_EXERCISE AIM_.
Would you please output the records exactly as they appear below?

_INPUT DATA_.
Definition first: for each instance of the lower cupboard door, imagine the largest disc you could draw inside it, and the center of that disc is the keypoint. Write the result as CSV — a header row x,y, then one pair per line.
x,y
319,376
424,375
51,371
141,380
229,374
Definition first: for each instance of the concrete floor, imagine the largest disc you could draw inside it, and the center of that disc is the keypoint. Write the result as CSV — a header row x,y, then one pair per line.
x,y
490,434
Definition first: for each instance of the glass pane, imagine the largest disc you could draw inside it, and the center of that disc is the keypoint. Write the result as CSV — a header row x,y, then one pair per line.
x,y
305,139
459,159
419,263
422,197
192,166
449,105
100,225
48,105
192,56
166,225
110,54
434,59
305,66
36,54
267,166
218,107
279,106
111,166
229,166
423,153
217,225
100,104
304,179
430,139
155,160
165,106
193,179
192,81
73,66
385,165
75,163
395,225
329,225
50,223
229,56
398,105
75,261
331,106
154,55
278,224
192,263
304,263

_ANSWER BELOW_.
Definition first: for each instance of the lower cupboard door, imagine the largest disc you could draw inside it, and the center of that disc is the keypoint. Write the result as CSV — a header row x,y, then one pair per line.
x,y
319,376
424,375
51,371
141,380
229,374
Definition first: for each instance of the concrete floor, imagine the largest disc you could draw inside it, and the center of that disc is the keypoint. Write the result as CSV — a header row x,y, then one pair per line.
x,y
490,434
Definition first: for each instance of the glass pane, imagine the largest disc you could draw inside it, and the center of that disc is the keypoint. Write the result as CSV — a header row x,y, then one pair per line.
x,y
305,139
459,159
419,263
422,197
192,166
449,105
100,225
48,105
192,56
166,225
110,54
434,59
305,66
36,54
267,166
218,107
279,106
111,166
229,166
423,153
217,225
100,104
304,179
430,139
155,160
165,106
193,179
192,81
73,66
385,165
75,163
395,225
329,225
50,223
229,56
398,105
75,261
331,106
154,55
278,224
192,263
304,263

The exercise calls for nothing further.